━━ EXERCISE TEXT ━━

Overall, this study explored the elders' perceptions of chronic pain, healthcare seeking, and their coping mechanism. The prevalence of chronic pain among the respondents (elderly ≥60 years) was found to be 47.6% in this study. The knee joint (64.5%) was the most commonly reported site for chronic pain among the elderly. The low back ache was significantly high among females. Heavy activities (86.4%), such as lifting heavy objects, washing clothes, climbing stairs, etc., were commonly found to aggravate their pain. A majority reported medications (89.7%) as a relieving factor. In multivariate analysis, only two variables emerged as the predictors of chronic pain. These were the age of the respondent (adjusted OR -1.03, 95% CI: 1.01–1.05) and the presence of at least one chronic morbidity (adjusted OR -1.37, 95% CI: 1.03–1.82).

In qualitative exploration, elderly with perceived chronic pain as a sign of their poor [deteriorating] health and they had an unpleasant feeling of sadness and burden [on their caregivers]. They attributed this pain to their old age, other health problems and sins in their past and current life. This finding shows the relevance of the cognitive-behavioral model of pain to older persons with chronic pain, which emphasizes that the chronic pain, in old age is a complex sensory and emotional experience.[2] Hence, to effectively manage the old person's chronic pain, the physician must carry out the comprehensive pain assessment and explore the various cognitive and behavioral influences. The qualitative research explores some pain coping methods adopted by older people to deal with or minimize their pain, which was subsequently quantified in the survey phase of research. This information is crucial for cognitive-behavior intervention, where the cognitive therapy focuses on challenges how patients perceive the pain and help them divert their thoughts away from pain and behavior therapy modify pain behavior and encourages wellness behaviors through active involvement of family caregivers and neighborhood support. The respondents expressed the need of an elderly-friendly hospital building for easy physical access and emphasized the role of family and neighborhood support in pain relief.

━━━
━━ SOURCE INFORMATION ━━

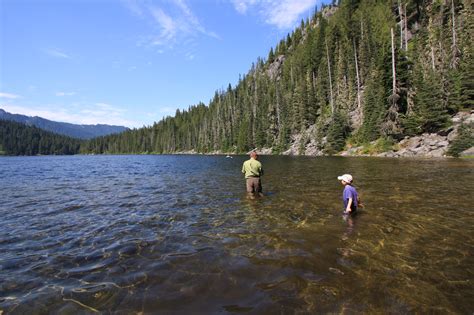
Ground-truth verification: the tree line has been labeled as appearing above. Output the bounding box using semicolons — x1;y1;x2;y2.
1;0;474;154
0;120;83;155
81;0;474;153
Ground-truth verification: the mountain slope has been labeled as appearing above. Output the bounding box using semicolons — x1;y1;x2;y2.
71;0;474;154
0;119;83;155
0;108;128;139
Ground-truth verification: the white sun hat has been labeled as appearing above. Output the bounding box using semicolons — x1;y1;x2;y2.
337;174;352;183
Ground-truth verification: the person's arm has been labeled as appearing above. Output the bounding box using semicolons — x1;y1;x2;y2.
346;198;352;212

━━━
━━ SOURCE INFORMATION ━━

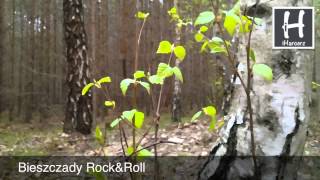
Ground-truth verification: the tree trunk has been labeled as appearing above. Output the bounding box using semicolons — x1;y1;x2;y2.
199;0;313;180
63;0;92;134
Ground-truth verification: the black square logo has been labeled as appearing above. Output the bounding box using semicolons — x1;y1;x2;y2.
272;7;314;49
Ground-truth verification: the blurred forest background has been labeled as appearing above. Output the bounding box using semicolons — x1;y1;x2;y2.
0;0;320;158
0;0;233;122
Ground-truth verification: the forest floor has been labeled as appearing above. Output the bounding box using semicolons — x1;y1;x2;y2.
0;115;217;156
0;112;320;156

━━━

How would the passage on chronic pain among elderly people continue? Write the next part, starting right after its final sentence.

## SOLVED PROBLEM
In this study, the prevalence of chronic pain was found to 47.6% among elderly. Pereira et al. did a population-based study in Goiania state, Brazil, reported 52.8% prevalence of chronic pain among elderly.[11] We could get two studies on pain done in India. However, these studies were done on adult population for acute pain. Majumdar et al. did a study in rural Puducherry, India, on adults (≥20 years of age) with a reference period of 7 days prior to the survey and one year.[12] Chopra et al. did a study in Pune, India, on adults (defined as 15 years of age and over) with a reference period of 7 days prior to the survey.[13]

In this study, 85.9% respondents with chronic pain reported mild pain and the rest 14.07% reported moderate pain. The majority of them had tolerable pain, indicating that this can be managed at the primary care level. Pereira et al. in Brazil found that 19.4% respondents had mild pain, 25.9% respondents had moderate pain, and 42.1% reported severe pain and 12.6% considered it as worst pain possible pain. The difference in perception of pain intensity could be due to the difference in the age structure of the selected sample, racial\cultural origin, and urban vs rural background of the sample in two these studies. According to the literature, Asian and North European patients are less expressive of their pain, while Hispanic, Middle Eastern, and Mediterranean are more likely to verbalize their expressions of pain.[14]

As found in this study, the commonly reported pain sites in the body were knee (64.5%), low back pain (21.7%), shoulder (7.5%), and neck pain in 6.6 percent. According to Pereira et al. study knee 34.5%, low back pain 29.5%, shoulder 10%, and neck 6.6%.[12] This variation of could be due to differences in the age group selection, occupation, diet, and lifestyle. In the present study, we found that 64.5% of the elders reported having chronic pain in the knee joint with no sex differentials. Another community-based study in rural Tamil Nadu found it as high as 61.3%. However, a survey in neighboring Kerala state found it relatively lower (37.5%) among old people.[15] However, the reasons for this difference need to be explored in the future studies.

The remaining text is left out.